**YOUR GOAL:** Please reproduce all the data exactly as written and omit the pictures.

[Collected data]
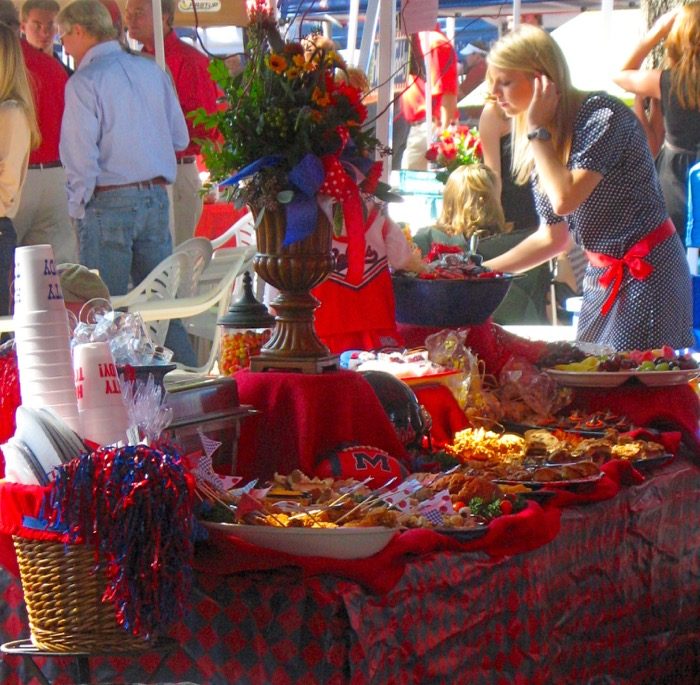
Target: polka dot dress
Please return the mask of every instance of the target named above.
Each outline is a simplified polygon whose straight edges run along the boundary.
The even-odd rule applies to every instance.
[[[576,118],[567,166],[596,171],[603,179],[565,219],[554,213],[544,194],[536,192],[535,202],[545,223],[567,221],[584,250],[620,259],[666,219],[646,138],[620,100],[605,93],[587,97]],[[652,248],[645,261],[654,267],[651,275],[640,281],[625,267],[617,299],[606,315],[601,307],[609,289],[598,283],[605,269],[586,267],[578,340],[615,350],[693,344],[690,274],[678,236]]]

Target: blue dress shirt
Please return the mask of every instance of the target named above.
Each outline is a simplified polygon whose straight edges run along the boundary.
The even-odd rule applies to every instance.
[[[158,176],[175,180],[175,151],[189,143],[170,77],[116,40],[90,48],[66,86],[59,146],[68,210],[85,215],[95,186]]]

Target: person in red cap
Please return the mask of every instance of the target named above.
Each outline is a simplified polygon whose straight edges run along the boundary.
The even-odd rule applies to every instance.
[[[163,36],[165,63],[175,82],[182,111],[187,118],[190,143],[177,155],[177,178],[173,186],[173,213],[175,244],[194,235],[194,229],[202,214],[202,184],[196,165],[199,145],[197,138],[212,138],[215,131],[195,126],[187,115],[203,107],[208,113],[217,108],[219,91],[209,75],[209,59],[199,50],[180,40],[173,30],[175,19],[174,0],[161,0],[163,12]],[[126,28],[129,38],[143,44],[143,51],[155,54],[153,33],[153,7],[151,0],[127,0]]]

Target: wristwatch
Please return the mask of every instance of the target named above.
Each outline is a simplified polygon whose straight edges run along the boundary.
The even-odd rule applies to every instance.
[[[552,134],[544,127],[540,126],[527,134],[528,140],[552,140]]]

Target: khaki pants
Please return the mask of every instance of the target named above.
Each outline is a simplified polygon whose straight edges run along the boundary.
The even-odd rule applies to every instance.
[[[56,264],[78,263],[78,236],[68,216],[63,167],[27,170],[19,211],[12,223],[18,247],[48,244]]]
[[[428,142],[425,137],[427,128],[425,122],[413,124],[408,129],[406,139],[406,149],[401,158],[402,169],[412,169],[413,171],[427,171],[428,160],[425,153],[428,151]]]
[[[194,236],[197,222],[202,216],[202,197],[199,194],[201,187],[199,171],[194,162],[177,165],[170,221],[174,245],[179,245]]]

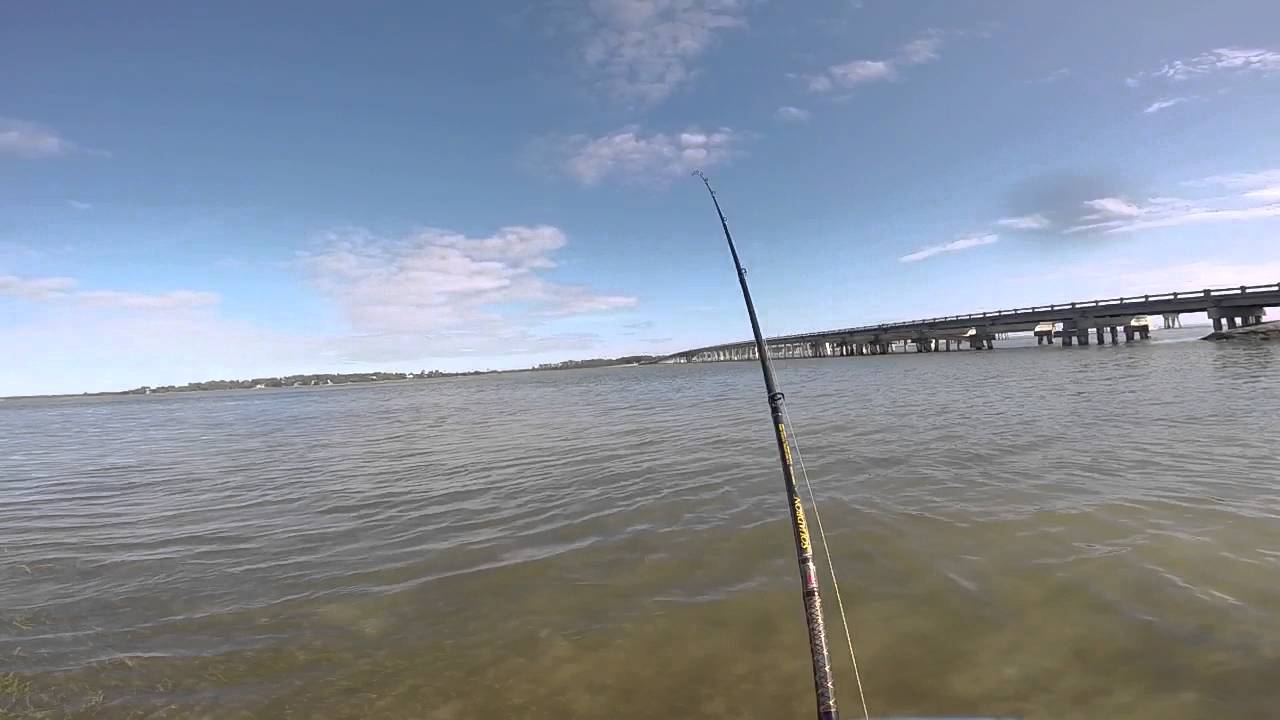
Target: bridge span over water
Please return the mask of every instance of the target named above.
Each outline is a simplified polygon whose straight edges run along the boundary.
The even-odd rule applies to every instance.
[[[990,350],[995,340],[1012,332],[1033,332],[1040,344],[1063,347],[1074,343],[1089,344],[1090,331],[1099,345],[1150,337],[1147,318],[1162,315],[1166,324],[1175,322],[1181,313],[1208,313],[1213,328],[1255,325],[1262,322],[1266,308],[1280,307],[1280,284],[1241,285],[1230,288],[1172,292],[1160,295],[1089,300],[1087,302],[1037,305],[992,312],[949,315],[926,320],[881,323],[861,327],[820,330],[780,335],[766,342],[769,354],[780,358],[850,357],[881,355],[890,352],[950,351],[968,346],[973,350]],[[752,341],[710,345],[672,353],[659,362],[723,362],[756,359]]]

**EXPECTED ANSWER:**
Target: polka dot dress
Please return the mask of every instance of the target named above.
Each outline is a simplified polygon whose straight edges run along the boundary.
The even-odd rule applies to every instance.
[[[576,118],[567,166],[596,171],[603,179],[565,219],[554,213],[544,194],[536,192],[535,202],[545,223],[567,221],[584,250],[620,259],[666,219],[646,138],[620,100],[605,93],[587,97]],[[652,248],[645,261],[654,267],[651,275],[640,281],[625,267],[617,299],[606,315],[601,307],[609,289],[598,283],[605,269],[586,267],[578,340],[615,350],[693,344],[690,274],[678,236]]]

Target: blue dress shirt
Please return the mask of every instance of the target named above.
Each outline is a simplified polygon whose straight edges run along the boundary.
The even-odd rule applies to every instance.
[[[158,176],[175,180],[175,151],[189,143],[170,77],[116,40],[90,48],[66,86],[59,146],[68,210],[85,215],[95,186]]]

Target: person in red cap
Please return the mask of every instance of the target named above.
Each outline is a simplified polygon whose straight edges run along the boundary.
The even-odd rule applies to every instance.
[[[163,36],[165,63],[175,82],[182,111],[187,118],[190,143],[177,155],[177,178],[173,186],[173,213],[175,244],[194,235],[194,229],[202,214],[202,184],[196,165],[199,145],[197,138],[212,138],[215,131],[195,126],[187,115],[203,107],[208,113],[217,108],[219,91],[209,75],[209,59],[199,50],[180,40],[173,30],[175,19],[174,0],[161,0],[163,12]],[[126,28],[129,38],[143,44],[143,51],[155,54],[153,33],[153,7],[151,0],[127,0]]]

Target: wristwatch
Please return the mask of every instance of the target named above.
Each outline is a simplified polygon whose straight edges run along the boundary.
The even-odd rule applies to every instance.
[[[552,134],[544,127],[540,126],[527,134],[528,140],[552,140]]]

Target: khaki pants
Please return the mask of every instance of the target named above.
Each outline is a simplified polygon whose straight edges run along the boundary.
The even-odd rule applies to every instance.
[[[56,264],[78,263],[78,236],[68,216],[63,167],[27,170],[19,211],[12,223],[18,247],[48,244]]]
[[[428,142],[425,137],[427,128],[425,122],[413,124],[408,129],[406,139],[406,149],[401,158],[402,169],[412,169],[413,171],[427,171],[428,160],[425,153],[428,151]]]
[[[194,236],[197,222],[202,216],[202,197],[199,194],[201,187],[199,171],[194,162],[177,165],[170,221],[174,245],[179,245]]]

Target: bridge span over water
Please return the mask of every instance of the target named above.
Each outline is a simplified polygon whose straight edges run along the boundary.
The even-odd rule applies to every instance.
[[[990,350],[995,340],[1012,332],[1033,332],[1040,344],[1063,347],[1074,343],[1089,344],[1090,331],[1099,345],[1150,337],[1147,318],[1162,315],[1166,324],[1175,322],[1181,313],[1208,313],[1213,328],[1255,325],[1262,322],[1266,308],[1280,307],[1280,284],[1241,285],[1230,288],[1172,292],[1160,295],[1089,300],[1087,302],[1037,305],[992,312],[949,315],[926,320],[881,323],[861,327],[820,330],[780,335],[766,342],[769,354],[780,358],[850,357],[881,355],[890,352],[950,351],[968,346],[973,350]],[[752,341],[710,345],[672,353],[659,362],[723,362],[756,359]]]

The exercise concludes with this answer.